* **EXERCISE INSTRUCTIONS**:
Without changing a single word, write out every entry.

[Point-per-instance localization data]
=== Begin Enclosure ===

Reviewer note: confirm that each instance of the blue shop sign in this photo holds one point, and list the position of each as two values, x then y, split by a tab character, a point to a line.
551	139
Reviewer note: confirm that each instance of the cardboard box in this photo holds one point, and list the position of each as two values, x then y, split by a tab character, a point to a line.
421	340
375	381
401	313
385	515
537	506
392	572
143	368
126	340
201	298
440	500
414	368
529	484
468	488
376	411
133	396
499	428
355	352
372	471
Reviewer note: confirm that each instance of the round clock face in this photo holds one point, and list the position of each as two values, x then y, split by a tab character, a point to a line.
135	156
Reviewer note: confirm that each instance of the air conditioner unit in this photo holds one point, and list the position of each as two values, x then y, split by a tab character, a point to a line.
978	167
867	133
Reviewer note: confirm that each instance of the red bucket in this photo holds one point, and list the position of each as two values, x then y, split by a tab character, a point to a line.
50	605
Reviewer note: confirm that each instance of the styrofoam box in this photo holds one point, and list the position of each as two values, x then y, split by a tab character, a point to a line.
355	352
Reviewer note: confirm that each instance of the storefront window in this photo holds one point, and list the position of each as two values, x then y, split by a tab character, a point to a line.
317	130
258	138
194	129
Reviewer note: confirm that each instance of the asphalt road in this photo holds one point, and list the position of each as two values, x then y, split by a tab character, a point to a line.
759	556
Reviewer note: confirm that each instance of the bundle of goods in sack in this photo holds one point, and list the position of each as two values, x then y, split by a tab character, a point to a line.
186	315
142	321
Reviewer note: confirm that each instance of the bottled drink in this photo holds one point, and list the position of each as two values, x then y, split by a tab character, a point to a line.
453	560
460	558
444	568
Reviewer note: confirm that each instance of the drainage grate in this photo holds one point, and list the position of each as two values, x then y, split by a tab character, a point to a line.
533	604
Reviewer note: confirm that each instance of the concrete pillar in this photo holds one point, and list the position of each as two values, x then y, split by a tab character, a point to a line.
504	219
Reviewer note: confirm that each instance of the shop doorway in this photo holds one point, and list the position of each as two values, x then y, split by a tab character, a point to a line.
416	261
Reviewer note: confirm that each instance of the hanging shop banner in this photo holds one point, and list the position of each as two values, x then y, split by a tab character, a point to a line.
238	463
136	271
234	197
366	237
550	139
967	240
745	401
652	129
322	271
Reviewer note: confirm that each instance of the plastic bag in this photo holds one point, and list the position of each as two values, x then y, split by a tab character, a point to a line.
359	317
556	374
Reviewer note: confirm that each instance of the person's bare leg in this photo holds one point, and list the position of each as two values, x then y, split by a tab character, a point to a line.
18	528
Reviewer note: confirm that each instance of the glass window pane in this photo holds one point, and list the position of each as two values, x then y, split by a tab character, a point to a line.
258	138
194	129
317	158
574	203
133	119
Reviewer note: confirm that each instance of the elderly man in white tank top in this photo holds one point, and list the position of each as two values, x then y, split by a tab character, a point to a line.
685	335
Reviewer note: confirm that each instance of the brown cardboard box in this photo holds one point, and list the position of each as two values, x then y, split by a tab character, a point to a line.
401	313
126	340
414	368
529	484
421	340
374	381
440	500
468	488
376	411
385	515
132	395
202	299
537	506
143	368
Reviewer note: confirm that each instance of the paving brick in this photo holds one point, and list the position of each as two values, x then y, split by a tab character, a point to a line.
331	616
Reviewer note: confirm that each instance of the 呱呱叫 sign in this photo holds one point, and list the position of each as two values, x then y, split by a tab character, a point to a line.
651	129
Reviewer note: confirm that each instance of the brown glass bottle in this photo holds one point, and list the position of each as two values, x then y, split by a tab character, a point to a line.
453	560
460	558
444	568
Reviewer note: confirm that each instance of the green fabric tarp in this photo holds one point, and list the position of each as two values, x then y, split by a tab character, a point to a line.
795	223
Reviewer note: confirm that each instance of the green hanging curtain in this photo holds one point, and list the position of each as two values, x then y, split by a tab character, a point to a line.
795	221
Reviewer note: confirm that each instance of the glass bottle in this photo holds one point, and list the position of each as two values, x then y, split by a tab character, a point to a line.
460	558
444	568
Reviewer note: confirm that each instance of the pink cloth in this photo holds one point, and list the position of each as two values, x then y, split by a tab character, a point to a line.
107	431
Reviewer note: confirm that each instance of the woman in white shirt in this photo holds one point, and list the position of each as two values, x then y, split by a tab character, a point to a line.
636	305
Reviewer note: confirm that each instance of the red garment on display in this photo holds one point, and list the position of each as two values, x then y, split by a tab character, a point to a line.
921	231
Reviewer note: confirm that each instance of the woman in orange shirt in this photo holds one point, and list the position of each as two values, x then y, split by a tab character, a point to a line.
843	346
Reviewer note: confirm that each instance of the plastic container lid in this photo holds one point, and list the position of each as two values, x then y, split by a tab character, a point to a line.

=== End Enclosure ===

* **RESPONSE AREA**:
Reviewer note: confirm that each instance of the blue shop sign in this photo holds one point, and list the position of each as two values, x then y, split by a tab character, a point to a line.
551	139
Reviewer note: confirm that each instance of the cardboard box in this photo holds one point, and list the position of each as two values, x then y, split by a tab character, a point to a line.
421	340
375	381
401	313
385	515
537	506
392	572
143	368
126	340
201	298
440	500
414	368
529	484
468	488
376	411
133	396
499	428
355	352
372	471
Reviewer note: confirm that each instance of the round clock face in this photo holds one point, and list the position of each as two values, x then y, split by a tab character, a point to a line.
135	156
Reviewer note: confirm that each instance of the air conditioner unit in this photo holds one point, and list the position of each as two values, x then y, split by a tab character, a point to a line.
978	167
867	133
Reviewer note: confirm that each instance of the red bucket in this photo holds one point, and list the position of each as two values, x then y, split by a tab character, a point to a line.
50	605
Reviewer note: confirm that each instance of the styrofoam box in this photo holds one point, and list the position of each as two values, x then y, split by a tab character, a point to a line.
355	352
Reviewer note: confirm that each instance of the storefront window in this photo holds one point, and list the position of each as two values, x then y, split by a tab character, a point to a line.
317	130
258	138
194	129
Reviewer note: confirm that each instance of the asphalt road in this photo holds one point, and list the position of each as two values, x then y, split by a tab character, a point to a line.
759	556
Reviewer note: confirm that each instance of the bundle of goods in sack in this photo holds one point, and list the position of each as two values, x then y, split by a tab character, a point to a line.
186	315
142	321
Reviewer note: confirm that each instance of the bottled drink in this photo holds one point, and list the position of each as two values, x then y, split by a tab character, a point to a line.
453	560
460	558
444	568
Reviewer note: confirm that each instance of the drainage grate in this photo holds one point, and list the position of each as two values, x then y, split by a tab character, a point to a line.
533	604
Reviewer note: confirm that each instance of the concrete pillar in this photo holds one point, and list the position of each as two values, x then y, split by a tab character, a point to a line.
504	219
Reviewer note: confirm that each instance of the shop doorway in this photo holds one point, and list the position of each as two values, x then y, split by a tab character, a point to a line.
416	261
Reviewer note: confirm that each instance of the hanging shop banner in this photo holds one point, and list the position of each as two values, x then y, split by a tab character, a point to a line.
238	463
136	271
234	197
366	237
550	139
967	240
745	401
652	129
322	271
Reviewer note: confirm that each instance of the plastic bag in this photo holds one point, and list the position of each as two values, x then y, split by a tab character, a point to a line.
359	317
556	374
Reviewer note: confirm that each instance of the person's bare leg in this photo holds one point, and list the position of each as two values, x then y, split by a tab character, a point to a line.
18	528
Reviewer note: confirm that each instance of the glass window pane in this photo holds one point, and list the position of each as two values, x then y, split by a tab character, a point to a line.
258	138
194	129
317	158
574	203
133	119
Reviewer note: confirm that each instance of the elderly man in white tank top in this photo holds one point, and list the position of each as two values, x then y, split by a tab character, a point to a line.
685	335
Reviewer note: confirm that each instance of the brown cardboard box in this photo holds one point, and list the position of each as two values, x then y, split by a tab character, a point to a line.
401	313
126	340
414	368
529	484
421	340
374	381
440	500
468	488
376	411
385	515
132	395
202	299
537	506
143	368
Reviewer note: confirm that each instance of the paving brick in this photo holds one point, and list the position of each as two values, x then y, split by a tab character, a point to a line.
331	616
Reviewer note: confirm that each instance of the 呱呱叫 sign in this photo holds one point, and list the position of each as two values, x then y, split by a tab character, a point to a line.
651	129
Reviewer note: confirm that each instance of the brown glass bottle in this photo holds one point, and list the position of each as two values, x then y, split by a tab character, a point to a line.
453	560
460	558
444	568
Reviewer note: confirm that each instance of the green fabric tarp in this photo holds one point, and list the position of each as two values, x then y, split by a tab character, a point to a line.
795	223
Reviewer note: confirm that each instance of the green hanging curtain in this photo holds one point, and list the position of each as two values, x then y, split by a tab character, a point to a line.
795	221
Reviewer note: confirm that each instance of the glass bottle in this photo holds one point, and list the position of each as two values, x then y, split by a tab character, a point to a line.
460	558
444	568
Reviewer note: confirm that each instance of the pink cloth in this photo holds one point, and list the position of each as two values, x then y, split by a tab character, a point to a line.
107	431
Reviewer note: confirm that each instance of the woman in white shirt in this photo holds one point, and list the position of each as two values, x then y, split by a tab character, a point to a line.
636	305
Reviewer note: confirm that each instance of the red garment on display in this photo holds one point, and list the position of each as two values, x then y, split by a tab character, a point to a line.
921	231
Reviewer note: confirm that each instance of the woman in orange shirt in this photo holds one point, and list the position of each as two values, x then y, split by a tab character, a point to a line.
843	346
Reviewer note: confirm that each instance of the plastic container lid in this photo holds one point, and list the position of each as two values, x then y, split by a tab character, a point to a line.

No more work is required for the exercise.